▸ Data items:
** Start **
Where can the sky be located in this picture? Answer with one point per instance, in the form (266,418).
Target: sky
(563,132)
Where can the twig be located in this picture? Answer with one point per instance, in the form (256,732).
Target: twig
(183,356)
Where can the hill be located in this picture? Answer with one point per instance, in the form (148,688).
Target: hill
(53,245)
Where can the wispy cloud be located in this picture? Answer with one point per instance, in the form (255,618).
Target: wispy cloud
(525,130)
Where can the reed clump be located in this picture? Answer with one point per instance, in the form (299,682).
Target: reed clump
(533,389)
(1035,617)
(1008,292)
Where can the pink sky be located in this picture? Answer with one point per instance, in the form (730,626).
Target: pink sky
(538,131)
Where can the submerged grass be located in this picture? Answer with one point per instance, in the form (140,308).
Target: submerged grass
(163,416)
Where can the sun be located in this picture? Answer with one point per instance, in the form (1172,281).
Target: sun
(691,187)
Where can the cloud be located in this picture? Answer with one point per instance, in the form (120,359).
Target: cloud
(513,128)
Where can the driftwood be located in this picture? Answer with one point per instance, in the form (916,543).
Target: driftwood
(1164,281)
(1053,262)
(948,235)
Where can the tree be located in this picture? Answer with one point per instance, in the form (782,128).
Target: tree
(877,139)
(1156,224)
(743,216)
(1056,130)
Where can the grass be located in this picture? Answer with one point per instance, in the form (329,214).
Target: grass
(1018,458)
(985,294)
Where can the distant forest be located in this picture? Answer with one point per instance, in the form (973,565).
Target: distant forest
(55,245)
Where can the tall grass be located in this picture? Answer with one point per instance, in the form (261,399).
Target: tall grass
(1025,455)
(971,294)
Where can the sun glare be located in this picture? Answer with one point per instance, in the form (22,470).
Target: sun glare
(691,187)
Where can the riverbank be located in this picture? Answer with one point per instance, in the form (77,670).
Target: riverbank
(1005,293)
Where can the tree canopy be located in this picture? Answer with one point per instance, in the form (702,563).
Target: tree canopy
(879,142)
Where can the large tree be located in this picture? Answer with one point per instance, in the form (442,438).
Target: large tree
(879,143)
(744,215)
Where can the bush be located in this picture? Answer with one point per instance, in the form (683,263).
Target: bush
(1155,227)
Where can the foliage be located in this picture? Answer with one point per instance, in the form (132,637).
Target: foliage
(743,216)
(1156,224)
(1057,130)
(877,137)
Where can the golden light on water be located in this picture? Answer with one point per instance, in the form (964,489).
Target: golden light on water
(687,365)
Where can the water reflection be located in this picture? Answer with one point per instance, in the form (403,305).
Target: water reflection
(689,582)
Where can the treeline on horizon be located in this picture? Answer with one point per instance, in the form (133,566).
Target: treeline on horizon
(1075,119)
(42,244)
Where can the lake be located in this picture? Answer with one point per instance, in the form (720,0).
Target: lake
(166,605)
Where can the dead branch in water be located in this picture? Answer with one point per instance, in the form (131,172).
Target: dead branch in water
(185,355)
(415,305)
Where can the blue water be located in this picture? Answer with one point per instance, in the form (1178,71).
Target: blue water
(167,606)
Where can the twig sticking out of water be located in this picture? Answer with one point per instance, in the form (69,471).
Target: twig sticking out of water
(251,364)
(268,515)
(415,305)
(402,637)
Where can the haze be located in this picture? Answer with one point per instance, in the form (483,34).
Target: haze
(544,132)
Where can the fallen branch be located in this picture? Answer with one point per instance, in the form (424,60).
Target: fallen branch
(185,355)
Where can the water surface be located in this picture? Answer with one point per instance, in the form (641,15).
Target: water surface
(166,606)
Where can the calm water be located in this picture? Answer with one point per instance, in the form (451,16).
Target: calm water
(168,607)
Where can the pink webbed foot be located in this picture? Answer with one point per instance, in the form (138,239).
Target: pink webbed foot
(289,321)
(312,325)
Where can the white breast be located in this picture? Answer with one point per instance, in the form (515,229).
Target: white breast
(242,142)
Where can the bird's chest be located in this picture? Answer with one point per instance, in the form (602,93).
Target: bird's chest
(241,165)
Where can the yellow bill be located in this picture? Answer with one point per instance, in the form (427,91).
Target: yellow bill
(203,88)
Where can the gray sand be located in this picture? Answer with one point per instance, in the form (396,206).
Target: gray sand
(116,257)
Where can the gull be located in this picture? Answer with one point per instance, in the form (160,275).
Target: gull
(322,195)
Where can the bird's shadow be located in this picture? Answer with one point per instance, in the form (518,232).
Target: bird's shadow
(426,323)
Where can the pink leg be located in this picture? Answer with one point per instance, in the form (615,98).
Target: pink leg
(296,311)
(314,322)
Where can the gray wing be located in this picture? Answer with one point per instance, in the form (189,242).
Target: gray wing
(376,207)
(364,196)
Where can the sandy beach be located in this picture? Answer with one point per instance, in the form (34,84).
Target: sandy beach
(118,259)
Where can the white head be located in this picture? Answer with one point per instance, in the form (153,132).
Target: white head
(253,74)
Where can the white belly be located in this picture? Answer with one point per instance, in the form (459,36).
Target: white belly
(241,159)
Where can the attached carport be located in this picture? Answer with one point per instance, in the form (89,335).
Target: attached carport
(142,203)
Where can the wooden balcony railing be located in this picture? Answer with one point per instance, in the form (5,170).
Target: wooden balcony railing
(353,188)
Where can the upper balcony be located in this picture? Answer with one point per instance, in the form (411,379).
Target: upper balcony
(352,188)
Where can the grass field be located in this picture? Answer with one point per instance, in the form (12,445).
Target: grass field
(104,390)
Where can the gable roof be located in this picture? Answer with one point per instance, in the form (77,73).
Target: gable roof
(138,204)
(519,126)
** End **
▸ Exercise aim: All lines from the one containing "Where can the white head" through the end of the records, both ends included, are to be quoted exactly; please add nothing else.

▸ Task response:
Where can the white head be located in this picture? Answer with one point per instance, in the form (153,132).
Target: white head
(253,74)
Where can the white belly be located in this picture? Answer with one point per instance, in the form (459,36).
Target: white belly
(241,159)
Where can the attached carport be located in this picture? Answer with one point per instance, in the form (89,335).
Target: attached carport
(142,203)
Where can the wooden balcony railing be located in this picture? Answer with one point per instance, in the form (5,170).
Target: wooden balcony railing
(353,188)
Where can the upper balcony be located in this picture? Answer with one point per instance, in the form (411,379).
Target: upper balcony
(352,188)
Where can the grass field be located in this picture? Answer with one point per instance, in the form (12,445).
Target: grass field
(104,390)
Where can the gable roof be located in this picture? Answer with one point per instance, in the form (77,73).
Target: gable roof
(138,204)
(519,126)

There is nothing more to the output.